PROMPT 1
Answer these questions from the passage on green lending in Latin America:
(a) In what month and year were the Green Loan Principles issued?
(b) Which laws govern the financings for which the LMA provides guidelines?
(c) Which two countries are cited as examples of the regulatory trend?
PROMPT 2
In the passage on green lending in Latin America, render this sentence in Spanish: "While neither the LSTA nor the LMA have any regulatory power, each of these organisations have an important impact on parameters and standards followed by financial institutions participating in the loan market."

SELECTION
##############################

In an effort to reduce greenwashing, different forms of ESG loans with commercial financial institutions have been implemented with a focus on monitoring and compliance. These efforts have been left out for the most part to financial institutions and lending market associations such as the Loan Syndication and Trading Association (LSTA) and the Loan Market Association (LMA), which are the main lending associations that provide guidelines and forms financing institutions providing financing governed by New York law (in the case of the LSTA) or the laws of the United Kingdom (in the case of the LMA). In February 2023, these organisations issued a combined set of guidelines (the Green Loan Principles), which provide the following four key core components intended to clarify if a loan can be qualified as a green loan (including as a sustainability-linked loan (SSL)): use of proceeds, process for evaluation and selection, management of proceeds and reporting.

While neither the LSTA nor the LMA have any regulatory power, each of these organisations have an important impact on parameters and standards followed by financial institutions participating in the loan market. These standards and guidelines are often implemented in financings transactions in the US and the UK and similarly in cross-border transactions in Latin America governed by New York law or English law. As such, and similarly to what has occurred with many financing instruments, there is a percolating effect of these guidelines into Latin America. This is because any green loan financing occurring in Latin America will aim to meet these standards and impose on local borrowers or obligors the need to track and implement mechanisms addressed to ensure compliance and avoid, at least in the SSL market, an increase in the interest rate otherwise paid on the disbursed debt.

We have seen an increase in financial instruments that meet the green loan principles or that are SSL, which has increased the level of sophistication of the KPIs and the discussions and negotiation around these instruments in cross-border transactions occurring in Latin America.

ESG regulatory initiatives in Latin America

As mentioned above, Latin America has not been the exception in the wave of sustainable financing. Recently, borrowers and issuers have increased their use of this type of financing to cover their financing needs and more investors (either domestic or international) have increased their offer of sustainable financing products to meet such demand.

This growing market in Latin America, as expected, mostly follows the experience in other parts of the world and applies internationally recognised standards and principles as the framework for the issuance of sustainable debt. Nonetheless, certain countries have started to prepare their own set of rules or Taxonomies, to dynamise their internal markets and attract more sustainable investments. Examples from jurisdictions such as Brazil and Mexico, two of the biggest Latin American economies, show that regulatory trend.

##############################

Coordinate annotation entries
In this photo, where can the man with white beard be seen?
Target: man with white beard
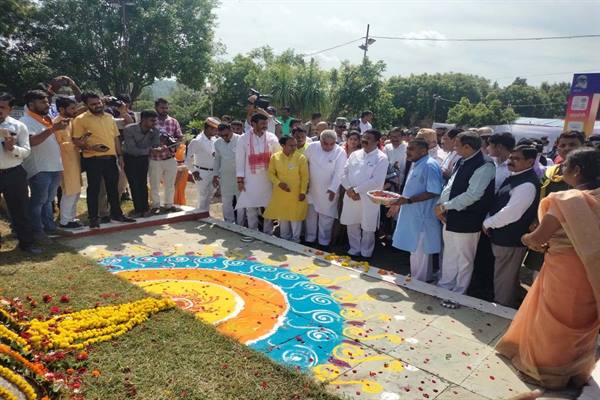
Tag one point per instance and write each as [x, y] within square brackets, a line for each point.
[252, 156]
[365, 170]
[326, 162]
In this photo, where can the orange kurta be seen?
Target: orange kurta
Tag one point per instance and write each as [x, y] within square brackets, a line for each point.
[181, 178]
[553, 337]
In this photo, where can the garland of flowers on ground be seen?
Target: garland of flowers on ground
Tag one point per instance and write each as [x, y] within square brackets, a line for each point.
[27, 347]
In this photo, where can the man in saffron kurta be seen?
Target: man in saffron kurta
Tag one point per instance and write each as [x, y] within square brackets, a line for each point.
[418, 230]
[71, 157]
[365, 171]
[288, 171]
[252, 157]
[326, 162]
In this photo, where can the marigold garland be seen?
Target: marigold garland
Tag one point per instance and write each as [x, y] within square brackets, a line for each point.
[13, 337]
[7, 394]
[80, 329]
[19, 382]
[36, 368]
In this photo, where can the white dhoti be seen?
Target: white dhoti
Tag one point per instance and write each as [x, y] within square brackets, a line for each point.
[420, 262]
[205, 190]
[165, 171]
[458, 260]
[320, 224]
[252, 214]
[68, 208]
[290, 230]
[361, 242]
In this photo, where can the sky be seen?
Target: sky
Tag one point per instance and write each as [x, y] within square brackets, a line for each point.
[313, 25]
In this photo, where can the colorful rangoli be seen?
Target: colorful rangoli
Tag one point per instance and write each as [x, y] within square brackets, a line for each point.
[270, 309]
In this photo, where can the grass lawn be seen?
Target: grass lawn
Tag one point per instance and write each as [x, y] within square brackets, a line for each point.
[171, 356]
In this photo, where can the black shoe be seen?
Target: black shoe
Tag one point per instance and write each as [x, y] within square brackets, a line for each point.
[122, 218]
[31, 249]
[155, 211]
[72, 225]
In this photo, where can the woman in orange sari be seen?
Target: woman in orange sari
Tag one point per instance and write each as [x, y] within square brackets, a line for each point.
[553, 338]
[182, 176]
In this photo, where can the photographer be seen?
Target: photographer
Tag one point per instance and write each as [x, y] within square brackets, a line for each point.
[120, 108]
[99, 139]
[14, 147]
[163, 166]
[258, 103]
[44, 164]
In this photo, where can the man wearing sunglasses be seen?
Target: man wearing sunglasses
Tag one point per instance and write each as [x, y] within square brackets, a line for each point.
[365, 170]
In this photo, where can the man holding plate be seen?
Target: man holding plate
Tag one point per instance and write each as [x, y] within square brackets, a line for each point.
[416, 218]
[365, 171]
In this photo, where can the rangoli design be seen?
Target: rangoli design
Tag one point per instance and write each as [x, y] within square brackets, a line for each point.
[271, 309]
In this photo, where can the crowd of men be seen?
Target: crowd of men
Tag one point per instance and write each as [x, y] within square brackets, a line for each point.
[466, 196]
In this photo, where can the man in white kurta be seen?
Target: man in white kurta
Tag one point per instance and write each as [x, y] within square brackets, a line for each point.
[252, 157]
[224, 172]
[365, 170]
[326, 161]
[200, 160]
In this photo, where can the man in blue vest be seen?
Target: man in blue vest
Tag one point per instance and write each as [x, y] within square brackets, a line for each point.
[463, 205]
[418, 230]
[513, 210]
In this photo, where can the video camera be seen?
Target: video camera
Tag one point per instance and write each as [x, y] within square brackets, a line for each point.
[112, 101]
[262, 101]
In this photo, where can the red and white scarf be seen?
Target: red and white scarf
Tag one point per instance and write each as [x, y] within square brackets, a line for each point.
[258, 160]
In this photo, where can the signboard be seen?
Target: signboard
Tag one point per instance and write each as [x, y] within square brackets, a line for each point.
[582, 106]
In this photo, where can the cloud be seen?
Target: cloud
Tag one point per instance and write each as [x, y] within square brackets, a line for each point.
[337, 24]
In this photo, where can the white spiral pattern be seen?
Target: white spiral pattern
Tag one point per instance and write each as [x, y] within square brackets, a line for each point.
[233, 263]
[322, 316]
[322, 335]
[316, 298]
[301, 355]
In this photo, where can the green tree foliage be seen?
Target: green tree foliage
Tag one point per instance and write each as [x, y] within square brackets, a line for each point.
[466, 113]
[415, 93]
[125, 48]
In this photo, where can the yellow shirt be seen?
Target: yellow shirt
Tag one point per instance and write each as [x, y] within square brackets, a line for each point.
[103, 129]
[69, 153]
[293, 171]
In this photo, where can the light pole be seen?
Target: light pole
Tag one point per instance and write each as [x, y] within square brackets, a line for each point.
[436, 98]
[123, 4]
[368, 41]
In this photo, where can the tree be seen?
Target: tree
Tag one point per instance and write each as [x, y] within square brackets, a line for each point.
[466, 113]
[122, 49]
[415, 93]
[233, 79]
[20, 67]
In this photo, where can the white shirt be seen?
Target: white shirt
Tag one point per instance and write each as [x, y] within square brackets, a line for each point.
[449, 162]
[521, 198]
[363, 172]
[14, 158]
[364, 126]
[326, 169]
[224, 166]
[258, 186]
[502, 173]
[438, 154]
[45, 157]
[397, 158]
[200, 153]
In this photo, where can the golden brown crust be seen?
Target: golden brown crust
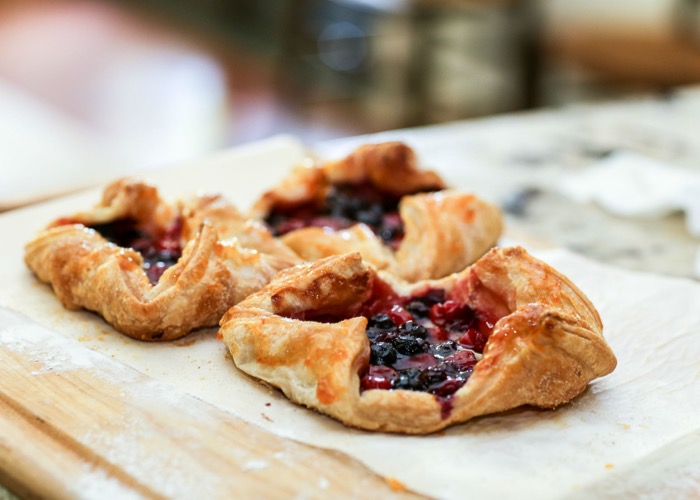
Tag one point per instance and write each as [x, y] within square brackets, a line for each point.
[213, 273]
[444, 231]
[545, 347]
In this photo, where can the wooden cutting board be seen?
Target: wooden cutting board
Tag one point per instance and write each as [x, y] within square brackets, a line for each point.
[75, 423]
[100, 428]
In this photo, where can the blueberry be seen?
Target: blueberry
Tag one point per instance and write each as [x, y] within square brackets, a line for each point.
[419, 309]
[444, 349]
[387, 234]
[380, 322]
[432, 378]
[372, 216]
[408, 379]
[382, 353]
[413, 329]
[433, 296]
[408, 344]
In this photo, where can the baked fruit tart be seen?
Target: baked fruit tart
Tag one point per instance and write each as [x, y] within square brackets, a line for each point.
[357, 345]
[156, 271]
[378, 202]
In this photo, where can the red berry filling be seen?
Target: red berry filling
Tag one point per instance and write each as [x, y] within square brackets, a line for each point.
[345, 205]
[422, 343]
[160, 251]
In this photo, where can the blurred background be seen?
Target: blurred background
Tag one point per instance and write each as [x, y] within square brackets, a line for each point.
[146, 83]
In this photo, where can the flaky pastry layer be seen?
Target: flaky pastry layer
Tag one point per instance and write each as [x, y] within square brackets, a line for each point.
[225, 257]
[444, 230]
[546, 346]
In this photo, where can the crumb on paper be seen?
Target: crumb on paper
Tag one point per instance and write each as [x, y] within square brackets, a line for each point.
[395, 484]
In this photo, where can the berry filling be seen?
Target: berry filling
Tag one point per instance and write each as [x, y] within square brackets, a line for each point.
[159, 249]
[423, 343]
[344, 206]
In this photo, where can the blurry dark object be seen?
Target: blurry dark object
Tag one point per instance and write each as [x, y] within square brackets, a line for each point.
[647, 54]
[377, 65]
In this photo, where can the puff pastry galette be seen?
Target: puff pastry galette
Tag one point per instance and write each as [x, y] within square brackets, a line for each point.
[337, 336]
[378, 202]
[152, 270]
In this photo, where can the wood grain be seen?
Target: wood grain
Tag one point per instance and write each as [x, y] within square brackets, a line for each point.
[74, 422]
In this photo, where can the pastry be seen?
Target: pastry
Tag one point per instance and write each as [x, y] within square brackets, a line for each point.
[153, 270]
[380, 354]
[378, 202]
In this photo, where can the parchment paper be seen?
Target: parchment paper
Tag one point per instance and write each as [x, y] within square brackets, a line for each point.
[634, 432]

##############################

WORKED SOLUTION 1
(a) February 2023
(b) The laws of the United Kingdom
(c) Brazil and Mexico

WORKED SOLUTION 2
Si bien ni la LSTA ni la LMA tienen facultades regulatorias, cada una de estas organizaciones tiene un impacto importante en los parámetros y estándares que siguen las instituciones financieras que participan en el mercado de préstamos.